This post was written by guest blogger Andrea Belair, Archives and Special Collections Librarian at Union College in Schenectady, NY.
Does your organization engage in web archiving? Today, many organizations now collect websites in some capacity. Over the years, I think it’s become easier to make an argument that web content should be collected. Most of us, even the least tech-savvy of us, understand that web pages are not permanent and get taken down or deleted when not maintained. Many hard lessons have already been learned by large amounts of content that has been lost overnight, a tweet deleted by its author, or a page that is no longer available on a site. Regularly, now, the public is pointed to the address of a website to get vital information, much to the detriment of those who might not have access to a computer; however, the website is the public record, the source of information. We have seen this recently with the COVID-19 epidemic and most information about it, as well as its vaccination.
If you intend to make a pitch to start a web archiving program at your institution, of course, you need to consider your audience: What do they care about? More importantly, though, do you belong to a public or private institution? It is likely that your organization is creating web content, and, similarly, it’s likely that this web content can be considered institutional records of your organization.

------------------------------------

§ INSTRUCTIONS
A. According to the post on web archiving, what position does Andrea Belair hold?
B. Carry on the post on web archiving from its final sentence.
The listing has no connection to the post on web archiving.

------------------------------------

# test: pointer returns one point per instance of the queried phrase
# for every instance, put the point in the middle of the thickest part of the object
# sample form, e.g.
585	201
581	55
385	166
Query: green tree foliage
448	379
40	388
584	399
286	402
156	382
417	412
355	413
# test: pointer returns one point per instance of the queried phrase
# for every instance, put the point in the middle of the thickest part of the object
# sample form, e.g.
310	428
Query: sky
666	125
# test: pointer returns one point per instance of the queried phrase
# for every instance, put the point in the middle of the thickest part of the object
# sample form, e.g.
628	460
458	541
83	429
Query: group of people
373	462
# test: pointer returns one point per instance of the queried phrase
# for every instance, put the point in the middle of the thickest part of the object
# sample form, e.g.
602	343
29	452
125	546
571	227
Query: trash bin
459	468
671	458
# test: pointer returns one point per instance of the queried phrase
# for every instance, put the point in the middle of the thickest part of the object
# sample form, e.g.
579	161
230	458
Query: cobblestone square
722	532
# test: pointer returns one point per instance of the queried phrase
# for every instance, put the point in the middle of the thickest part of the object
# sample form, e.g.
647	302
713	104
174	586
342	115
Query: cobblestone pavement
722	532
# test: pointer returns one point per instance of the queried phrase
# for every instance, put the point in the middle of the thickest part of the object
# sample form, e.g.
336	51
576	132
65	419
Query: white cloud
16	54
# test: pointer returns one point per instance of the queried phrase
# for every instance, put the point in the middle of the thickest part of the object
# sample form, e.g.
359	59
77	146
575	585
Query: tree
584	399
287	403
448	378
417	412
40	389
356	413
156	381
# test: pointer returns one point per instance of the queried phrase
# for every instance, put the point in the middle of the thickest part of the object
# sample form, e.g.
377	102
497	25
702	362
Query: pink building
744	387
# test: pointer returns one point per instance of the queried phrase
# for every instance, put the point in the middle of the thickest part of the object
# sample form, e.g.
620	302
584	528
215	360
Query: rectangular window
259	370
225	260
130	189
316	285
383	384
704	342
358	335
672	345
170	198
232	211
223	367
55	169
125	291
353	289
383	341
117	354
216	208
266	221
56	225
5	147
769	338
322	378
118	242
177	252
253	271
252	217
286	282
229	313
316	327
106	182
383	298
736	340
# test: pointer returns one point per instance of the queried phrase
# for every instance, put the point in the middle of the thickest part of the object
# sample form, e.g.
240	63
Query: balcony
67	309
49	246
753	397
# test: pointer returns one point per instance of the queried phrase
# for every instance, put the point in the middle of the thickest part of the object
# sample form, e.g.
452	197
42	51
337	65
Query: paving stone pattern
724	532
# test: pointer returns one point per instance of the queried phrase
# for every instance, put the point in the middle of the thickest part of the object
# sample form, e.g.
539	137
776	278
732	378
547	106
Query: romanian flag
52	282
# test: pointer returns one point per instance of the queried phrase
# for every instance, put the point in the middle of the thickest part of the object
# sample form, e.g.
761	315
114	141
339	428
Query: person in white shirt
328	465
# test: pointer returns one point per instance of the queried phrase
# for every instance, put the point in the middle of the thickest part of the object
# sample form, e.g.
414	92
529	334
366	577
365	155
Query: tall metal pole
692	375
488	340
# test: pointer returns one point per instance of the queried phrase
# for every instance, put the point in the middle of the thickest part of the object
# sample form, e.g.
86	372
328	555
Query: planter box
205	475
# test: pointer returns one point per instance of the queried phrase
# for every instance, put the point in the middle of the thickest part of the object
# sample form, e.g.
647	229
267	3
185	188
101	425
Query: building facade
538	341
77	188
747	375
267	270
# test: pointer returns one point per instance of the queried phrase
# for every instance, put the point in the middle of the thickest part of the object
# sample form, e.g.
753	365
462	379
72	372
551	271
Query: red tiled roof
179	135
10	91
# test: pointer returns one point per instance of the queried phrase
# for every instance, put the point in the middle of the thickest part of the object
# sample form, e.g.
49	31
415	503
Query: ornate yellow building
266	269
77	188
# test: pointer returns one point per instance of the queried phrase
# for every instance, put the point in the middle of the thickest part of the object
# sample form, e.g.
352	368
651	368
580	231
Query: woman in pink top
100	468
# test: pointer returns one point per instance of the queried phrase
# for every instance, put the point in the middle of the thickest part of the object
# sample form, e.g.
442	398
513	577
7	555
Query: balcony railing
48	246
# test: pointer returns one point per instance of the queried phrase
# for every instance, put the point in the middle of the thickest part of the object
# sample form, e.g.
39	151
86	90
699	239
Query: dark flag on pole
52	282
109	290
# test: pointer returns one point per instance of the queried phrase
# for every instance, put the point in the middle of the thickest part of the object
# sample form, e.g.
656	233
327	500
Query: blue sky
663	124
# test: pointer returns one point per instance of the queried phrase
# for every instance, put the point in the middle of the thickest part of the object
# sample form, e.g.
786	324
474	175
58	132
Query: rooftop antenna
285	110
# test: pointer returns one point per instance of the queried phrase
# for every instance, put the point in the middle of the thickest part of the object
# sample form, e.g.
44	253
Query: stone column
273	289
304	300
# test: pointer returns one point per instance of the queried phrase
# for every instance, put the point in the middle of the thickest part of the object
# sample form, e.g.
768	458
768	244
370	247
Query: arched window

------------------------------------

§ ANSWERS TO THE PROBLEMS
A. Archives and Special Collections Librarian at Union College in Schenectady, NY.

B.
At a former job, during a meeting about web archiving, one attendee told me that I needed to take off my records management hat and put on my archivist hat. The university archivist came just after that statement, running a little late. Having missed the rest of the conversation, he sat down, and he stated, “This is really about records management.” In terms of collecting and archiving web content, there is the collecting side and an argument to be made there, and there is the side from the vantage point of institutional records. It can be hard to show scholarly uses for web collecting, although now it’s an easier case to make when you look at the amazing web collections of the Library of Congress, for example. However, if you’re pitching a web archiving program, think about your stakeholders. Chances are that if your stakeholders are, say, executive administration in a private college, you might want to reconsider your pitch if you focus on history, or some variation of history and why history is important. Stakeholders know that history is important, and executives know that, but they consider it the job of the library to take care of that and they are not really going to think that justifies more of a budget allocation. I recommend that, instead, you look at the requirements of your accrediting institution, if you are a private college. If you are a public college, look at your local, state and federal regulations and mandates on records. Web pages are official documents of the institution, and they often fall within mandated records retention schedules. For private colleges, it is very possible that the accrediting organization to which your institution belongs has records requirements as well, although I am not familiar with all accrediting institutions, unfortunately. If there is a legal mandate to be met, go that route. If there is an accrediting mandate to be met, go that route.
It’s not that the case for history and its importance can never be made, however. If there is a new mission statement or vision statement at your institution, and you can connect it to your pitch, by all means: now is your chance. If there is an upcoming inauguration or similar major event, that is another opportunity, because we all want to make sure that this important event and person is written into history.